GOAL.
Switch "trace the outline" to "draw the outline" everywhere it appears in the rows below. Leave the rest of each line unchanged.

GIVEN INFORMATION.
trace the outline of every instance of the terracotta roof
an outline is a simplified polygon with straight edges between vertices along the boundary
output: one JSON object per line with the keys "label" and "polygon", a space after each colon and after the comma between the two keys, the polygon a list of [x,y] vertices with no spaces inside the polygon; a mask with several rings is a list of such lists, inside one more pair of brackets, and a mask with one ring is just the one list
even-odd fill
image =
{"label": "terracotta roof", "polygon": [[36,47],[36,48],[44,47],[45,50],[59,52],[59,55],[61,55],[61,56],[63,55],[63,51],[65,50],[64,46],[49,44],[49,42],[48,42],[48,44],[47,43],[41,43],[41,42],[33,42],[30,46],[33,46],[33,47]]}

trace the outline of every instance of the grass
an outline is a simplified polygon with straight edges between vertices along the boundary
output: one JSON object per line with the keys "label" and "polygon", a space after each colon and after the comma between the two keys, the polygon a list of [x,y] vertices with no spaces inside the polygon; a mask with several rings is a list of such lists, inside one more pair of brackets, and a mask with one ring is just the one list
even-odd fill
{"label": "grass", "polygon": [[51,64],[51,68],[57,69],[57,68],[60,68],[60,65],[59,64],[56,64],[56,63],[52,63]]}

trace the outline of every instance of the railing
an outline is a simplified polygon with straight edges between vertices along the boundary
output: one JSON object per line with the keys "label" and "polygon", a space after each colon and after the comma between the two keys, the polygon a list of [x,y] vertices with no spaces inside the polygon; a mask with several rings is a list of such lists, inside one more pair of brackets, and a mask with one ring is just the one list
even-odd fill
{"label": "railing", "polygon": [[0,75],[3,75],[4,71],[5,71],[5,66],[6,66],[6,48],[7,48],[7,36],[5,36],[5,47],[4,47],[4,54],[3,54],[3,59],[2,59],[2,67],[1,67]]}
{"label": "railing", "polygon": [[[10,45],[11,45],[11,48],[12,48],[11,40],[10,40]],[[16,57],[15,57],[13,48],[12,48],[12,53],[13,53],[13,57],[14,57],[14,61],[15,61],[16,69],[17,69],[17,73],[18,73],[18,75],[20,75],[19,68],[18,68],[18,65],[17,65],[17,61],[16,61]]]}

EXERCISE SOLUTION.
draw the outline of every instance of the terracotta roof
an outline is a simplified polygon with straight edges between vertices along the boundary
output: one JSON object per line with the keys "label" and "polygon", a space after each colon and after the comma between the two keys, the polygon a list of [x,y] vertices with no spaces inside the polygon; a mask with several rings is a list of such lists, inside one more pair of brackets, and a mask with one ring is just the one list
even-odd fill
image =
{"label": "terracotta roof", "polygon": [[36,47],[36,48],[44,47],[45,50],[59,52],[59,55],[61,55],[61,56],[63,55],[63,51],[65,50],[64,46],[49,44],[49,42],[48,42],[48,44],[47,43],[41,43],[41,42],[33,42],[30,46],[33,46],[33,47]]}

draw the outline of every instance of the grass
an outline is a simplified polygon with straight edges between vertices along the boundary
output: one JSON object per line with the keys "label" and "polygon", a space after each colon and after the comma between the two keys, the polygon a list of [x,y] vertices with no spaces inside the polygon; a mask with several rings is a list of such lists, inside one more pair of brackets, and a mask with one ring is just the one list
even-odd fill
{"label": "grass", "polygon": [[51,64],[51,68],[57,69],[57,68],[60,68],[60,65],[59,64],[56,64],[56,63],[52,63]]}

draw the outline of every instance of the railing
an outline is a simplified polygon with straight edges between vertices along the boundary
output: one JSON object per line with the keys "label" and "polygon", a space after each colon and after the comma between the two keys, the polygon a list of [x,y] vertices with no spaces inside the polygon; a mask with several rings is a list of such lists, inside one more pair of brackets, and a mask with one ring is just the one list
even-odd fill
{"label": "railing", "polygon": [[0,75],[3,75],[4,71],[5,71],[5,66],[6,66],[6,48],[7,48],[7,36],[5,36],[5,47],[4,47],[4,54],[3,54],[3,59],[2,59],[2,67],[1,67]]}
{"label": "railing", "polygon": [[[10,45],[11,45],[11,48],[12,48],[11,40],[10,40]],[[16,57],[15,57],[13,48],[12,48],[12,53],[13,53],[13,57],[14,57],[14,61],[15,61],[16,69],[17,69],[17,73],[18,73],[18,75],[20,75],[19,68],[18,68],[18,65],[17,65],[17,61],[16,61]]]}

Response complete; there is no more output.